(Collected data)
┏━━
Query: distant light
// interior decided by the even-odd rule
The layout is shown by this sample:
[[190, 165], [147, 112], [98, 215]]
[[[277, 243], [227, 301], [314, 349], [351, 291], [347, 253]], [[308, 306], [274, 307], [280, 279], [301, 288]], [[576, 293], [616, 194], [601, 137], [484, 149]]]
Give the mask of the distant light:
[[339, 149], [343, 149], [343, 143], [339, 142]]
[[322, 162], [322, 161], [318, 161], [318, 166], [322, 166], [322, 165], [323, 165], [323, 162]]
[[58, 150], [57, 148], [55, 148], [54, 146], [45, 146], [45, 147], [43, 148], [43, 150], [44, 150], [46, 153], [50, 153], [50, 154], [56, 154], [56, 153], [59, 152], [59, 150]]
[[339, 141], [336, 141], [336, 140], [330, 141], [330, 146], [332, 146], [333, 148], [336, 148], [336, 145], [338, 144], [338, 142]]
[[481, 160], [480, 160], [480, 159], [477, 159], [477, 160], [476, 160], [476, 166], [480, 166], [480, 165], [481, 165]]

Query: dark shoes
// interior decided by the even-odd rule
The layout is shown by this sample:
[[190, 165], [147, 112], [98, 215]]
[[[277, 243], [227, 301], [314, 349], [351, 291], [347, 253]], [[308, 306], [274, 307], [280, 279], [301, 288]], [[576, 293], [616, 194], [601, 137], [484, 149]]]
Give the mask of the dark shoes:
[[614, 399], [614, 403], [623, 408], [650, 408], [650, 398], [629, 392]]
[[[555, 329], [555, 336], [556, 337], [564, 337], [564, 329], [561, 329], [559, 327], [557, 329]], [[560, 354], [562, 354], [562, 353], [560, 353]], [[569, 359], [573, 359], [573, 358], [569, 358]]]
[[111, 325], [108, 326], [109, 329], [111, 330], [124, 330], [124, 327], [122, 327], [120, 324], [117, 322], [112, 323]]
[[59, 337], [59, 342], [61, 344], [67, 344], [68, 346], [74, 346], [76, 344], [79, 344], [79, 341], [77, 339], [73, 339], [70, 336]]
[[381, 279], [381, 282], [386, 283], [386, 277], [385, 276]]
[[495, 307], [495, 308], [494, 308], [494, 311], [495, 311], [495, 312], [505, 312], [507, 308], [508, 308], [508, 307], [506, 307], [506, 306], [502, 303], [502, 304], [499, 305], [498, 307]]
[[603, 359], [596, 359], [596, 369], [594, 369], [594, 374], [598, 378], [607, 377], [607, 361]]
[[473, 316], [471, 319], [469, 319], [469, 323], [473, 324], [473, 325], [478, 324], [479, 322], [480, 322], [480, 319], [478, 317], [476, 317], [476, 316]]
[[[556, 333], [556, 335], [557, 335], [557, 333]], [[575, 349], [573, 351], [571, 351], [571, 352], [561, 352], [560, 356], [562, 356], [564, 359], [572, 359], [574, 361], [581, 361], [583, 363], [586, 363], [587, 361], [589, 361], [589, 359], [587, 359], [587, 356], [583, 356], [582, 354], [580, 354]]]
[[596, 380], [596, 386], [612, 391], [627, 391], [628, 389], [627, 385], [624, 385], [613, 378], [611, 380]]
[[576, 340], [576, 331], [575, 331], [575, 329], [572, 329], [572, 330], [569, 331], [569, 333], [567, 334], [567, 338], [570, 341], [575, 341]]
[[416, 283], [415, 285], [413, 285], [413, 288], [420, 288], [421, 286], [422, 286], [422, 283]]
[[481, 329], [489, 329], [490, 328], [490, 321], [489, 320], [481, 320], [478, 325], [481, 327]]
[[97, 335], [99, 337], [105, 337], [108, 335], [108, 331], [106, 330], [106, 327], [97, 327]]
┗━━
● **EXERCISE DETAILS**: Print the records above once again, exactly as written.

● **EXERCISE SOLUTION**:
Query: distant light
// interior decided by the even-odd rule
The layout is shown by this sample:
[[190, 165], [147, 112], [98, 215]]
[[[277, 243], [227, 301], [314, 349], [351, 291], [347, 253]], [[308, 306], [274, 307], [280, 279], [301, 288]], [[576, 293], [616, 194], [601, 137], [484, 149]]]
Give the mask of the distant light:
[[339, 149], [343, 149], [343, 143], [339, 142]]
[[322, 162], [322, 161], [318, 161], [318, 166], [322, 166], [322, 165], [323, 165], [323, 162]]
[[58, 150], [57, 148], [55, 148], [54, 146], [45, 146], [45, 147], [43, 148], [43, 150], [44, 150], [46, 153], [50, 153], [50, 154], [56, 154], [56, 153], [59, 152], [59, 150]]
[[339, 141], [336, 141], [336, 140], [330, 141], [330, 146], [332, 146], [333, 148], [336, 148], [336, 145], [338, 144], [338, 142]]
[[481, 160], [480, 160], [480, 159], [477, 159], [477, 160], [476, 160], [476, 166], [480, 166], [480, 165], [481, 165]]

Query: dark shoes
// interior decided by the even-odd rule
The layout is shown by this sample:
[[190, 165], [147, 112], [98, 215]]
[[[277, 243], [227, 301], [314, 349], [351, 291], [347, 253]], [[308, 306], [274, 307], [280, 279], [301, 288]], [[576, 293], [616, 194], [601, 137], [484, 149]]]
Give the mask of the dark shoes:
[[614, 399], [614, 403], [623, 408], [650, 408], [650, 398], [629, 392]]
[[[555, 329], [555, 336], [556, 337], [564, 337], [564, 329], [561, 329], [559, 327], [557, 329]], [[560, 354], [562, 354], [562, 353], [560, 353]], [[569, 359], [573, 359], [573, 358], [569, 358]]]
[[111, 325], [108, 326], [109, 329], [111, 330], [124, 330], [124, 327], [122, 327], [120, 324], [117, 322], [112, 323]]
[[59, 337], [59, 342], [61, 344], [67, 344], [68, 346], [74, 346], [76, 344], [79, 344], [79, 341], [77, 339], [73, 339], [70, 336]]
[[381, 279], [381, 282], [386, 283], [386, 277], [385, 276]]
[[495, 307], [495, 308], [494, 308], [494, 311], [495, 311], [495, 312], [505, 312], [507, 308], [508, 308], [508, 307], [506, 307], [506, 306], [502, 303], [502, 304], [499, 305], [498, 307]]
[[603, 359], [596, 359], [596, 369], [594, 369], [594, 374], [598, 378], [607, 377], [607, 361]]
[[473, 316], [471, 319], [469, 319], [469, 323], [473, 324], [473, 325], [478, 324], [479, 322], [480, 322], [480, 319], [478, 317], [476, 317], [476, 316]]
[[[556, 333], [556, 335], [557, 335], [557, 333]], [[575, 349], [573, 351], [571, 351], [571, 352], [561, 352], [560, 356], [562, 356], [564, 359], [572, 359], [574, 361], [581, 361], [583, 363], [586, 363], [587, 361], [589, 361], [589, 359], [587, 359], [587, 356], [583, 356], [582, 354], [580, 354]]]
[[596, 380], [596, 386], [612, 391], [627, 391], [628, 389], [627, 385], [624, 385], [613, 378], [611, 380]]
[[576, 340], [576, 331], [575, 331], [575, 329], [572, 329], [572, 330], [569, 331], [569, 333], [567, 334], [567, 338], [570, 341], [575, 341]]
[[416, 283], [415, 285], [413, 285], [413, 288], [420, 288], [421, 286], [422, 286], [422, 283]]
[[481, 329], [489, 329], [490, 328], [490, 321], [489, 320], [481, 320], [478, 325], [481, 327]]
[[97, 335], [99, 337], [105, 337], [108, 335], [108, 331], [106, 330], [106, 327], [97, 327]]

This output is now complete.